» **Objetivo de la tarea**:
Convierte las líneas que aparecen a continuación en una lista JSON de cadenas, con una cadena por cada línea. Omite las líneas en blanco.

[Datos recopilados]

______________________________

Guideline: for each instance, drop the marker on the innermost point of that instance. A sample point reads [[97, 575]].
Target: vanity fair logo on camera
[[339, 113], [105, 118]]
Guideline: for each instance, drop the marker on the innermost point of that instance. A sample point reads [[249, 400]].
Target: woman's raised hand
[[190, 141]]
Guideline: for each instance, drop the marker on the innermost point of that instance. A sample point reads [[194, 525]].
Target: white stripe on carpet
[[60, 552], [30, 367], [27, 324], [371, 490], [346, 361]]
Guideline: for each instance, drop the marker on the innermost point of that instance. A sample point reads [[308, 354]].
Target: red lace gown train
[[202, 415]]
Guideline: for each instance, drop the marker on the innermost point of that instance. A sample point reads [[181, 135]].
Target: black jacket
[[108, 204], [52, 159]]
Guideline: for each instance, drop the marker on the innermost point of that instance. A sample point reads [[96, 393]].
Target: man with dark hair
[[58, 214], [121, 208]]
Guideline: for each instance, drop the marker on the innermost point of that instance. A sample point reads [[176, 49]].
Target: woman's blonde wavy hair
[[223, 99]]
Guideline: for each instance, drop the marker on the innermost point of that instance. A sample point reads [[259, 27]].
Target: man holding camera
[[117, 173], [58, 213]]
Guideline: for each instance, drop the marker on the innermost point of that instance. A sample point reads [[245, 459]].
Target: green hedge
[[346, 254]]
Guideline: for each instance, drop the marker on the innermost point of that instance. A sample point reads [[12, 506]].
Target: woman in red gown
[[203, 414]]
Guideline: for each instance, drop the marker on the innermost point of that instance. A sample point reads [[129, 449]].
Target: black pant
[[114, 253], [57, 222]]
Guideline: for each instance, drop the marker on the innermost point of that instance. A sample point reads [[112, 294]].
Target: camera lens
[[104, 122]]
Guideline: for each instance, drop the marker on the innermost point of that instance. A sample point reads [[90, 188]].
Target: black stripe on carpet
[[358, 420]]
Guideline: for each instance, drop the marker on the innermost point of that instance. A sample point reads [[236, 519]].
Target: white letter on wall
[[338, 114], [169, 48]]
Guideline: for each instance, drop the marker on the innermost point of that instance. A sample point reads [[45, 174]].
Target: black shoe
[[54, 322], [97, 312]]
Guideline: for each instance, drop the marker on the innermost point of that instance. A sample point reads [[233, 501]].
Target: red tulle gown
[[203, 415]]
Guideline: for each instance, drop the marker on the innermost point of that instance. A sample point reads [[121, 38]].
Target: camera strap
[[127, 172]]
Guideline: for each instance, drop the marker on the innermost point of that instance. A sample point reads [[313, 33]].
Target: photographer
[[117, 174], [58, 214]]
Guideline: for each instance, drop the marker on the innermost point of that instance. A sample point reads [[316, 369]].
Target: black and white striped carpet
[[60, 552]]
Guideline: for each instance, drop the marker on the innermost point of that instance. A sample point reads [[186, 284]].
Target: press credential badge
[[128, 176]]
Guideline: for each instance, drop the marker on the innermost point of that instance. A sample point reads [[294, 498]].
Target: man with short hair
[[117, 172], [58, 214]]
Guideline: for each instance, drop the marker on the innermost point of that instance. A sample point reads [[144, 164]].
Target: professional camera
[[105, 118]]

______________________________

» **Resultado correcto**:
[
  "Guideline: for each instance, drop the marker on the innermost point of that instance. A sample point reads [[97, 575]].",
  "Target: vanity fair logo on camera",
  "[[339, 113], [105, 118]]",
  "Guideline: for each instance, drop the marker on the innermost point of that instance. A sample point reads [[249, 400]].",
  "Target: woman's raised hand",
  "[[190, 141]]",
  "Guideline: for each instance, drop the marker on the innermost point of that instance. A sample point reads [[194, 525]].",
  "Target: white stripe on carpet",
  "[[60, 552], [30, 367], [27, 324], [371, 490], [346, 361]]",
  "Guideline: for each instance, drop the marker on the innermost point of that instance. A sample point reads [[308, 354]].",
  "Target: red lace gown train",
  "[[202, 415]]",
  "Guideline: for each instance, drop the marker on the innermost point of that instance. A sample point reads [[181, 135]].",
  "Target: black jacket",
  "[[108, 204], [52, 159]]",
  "Guideline: for each instance, drop the marker on the innermost point of that instance. A sample point reads [[96, 393]].",
  "Target: man with dark hair",
  "[[58, 214], [121, 208]]",
  "Guideline: for each instance, drop the marker on the innermost point of that instance. A sample point reads [[176, 49]].",
  "Target: woman's blonde wavy hair",
  "[[223, 99]]",
  "Guideline: for each instance, drop the marker on the innermost point of that instance. A sample point reads [[259, 27]].",
  "Target: man holding camera",
  "[[117, 173], [58, 213]]",
  "Guideline: for each instance, drop the marker on the innermost point of that instance. A sample point reads [[245, 459]].",
  "Target: green hedge",
  "[[346, 254]]",
  "Guideline: for each instance, drop the marker on the innermost point of that instance. A sample point reads [[12, 506]].",
  "Target: woman in red gown",
  "[[203, 414]]",
  "Guideline: for each instance, drop the marker on the innermost point of that instance. A sample point reads [[129, 449]].",
  "Target: black pant",
  "[[114, 253], [57, 222]]",
  "Guideline: for each instance, drop the marker on the innermost point of that instance. A sample point reads [[112, 294]].",
  "Target: camera lens",
  "[[104, 122]]",
  "Guideline: for each instance, drop the marker on the innermost point of that instance. A sample point reads [[90, 188]].",
  "Target: black stripe on carpet",
  "[[358, 420]]",
  "Guideline: for each instance, drop the marker on the innermost point of that instance. A sample point reads [[236, 519]].",
  "Target: white letter on wall",
  "[[338, 114], [169, 48]]",
  "Guideline: for each instance, drop the marker on the innermost point of that instance. A sample point reads [[45, 174]].",
  "Target: black shoe",
  "[[54, 322], [97, 312]]",
  "Guideline: for each instance, drop the marker on the innermost point of that instance. A sample point reads [[233, 501]].",
  "Target: red tulle gown",
  "[[203, 415]]",
  "Guideline: for each instance, drop the marker on the innermost point of that instance. A sample point reads [[121, 38]].",
  "Target: camera strap",
  "[[127, 172]]",
  "Guideline: for each instance, drop the marker on the innermost point of that instance. A sample point reads [[313, 33]].",
  "Target: photographer",
  "[[117, 174], [58, 214]]",
  "Guideline: for each instance, drop the marker on the innermost point of that instance. A sample point reads [[316, 369]].",
  "Target: black and white striped carpet",
  "[[60, 552]]",
  "Guideline: for each instance, drop the marker on the innermost point of that instance. A sample point reads [[186, 284]].",
  "Target: press credential badge",
  "[[128, 176]]",
  "Guideline: for each instance, drop the marker on the innermost point of that instance. A sample point reads [[294, 498]].",
  "Target: man with short hair",
  "[[117, 172], [58, 214]]",
  "Guideline: for each instance, drop the marker on the innermost point of that instance. A sample point reads [[144, 164]].",
  "Target: professional camera",
  "[[105, 118]]"
]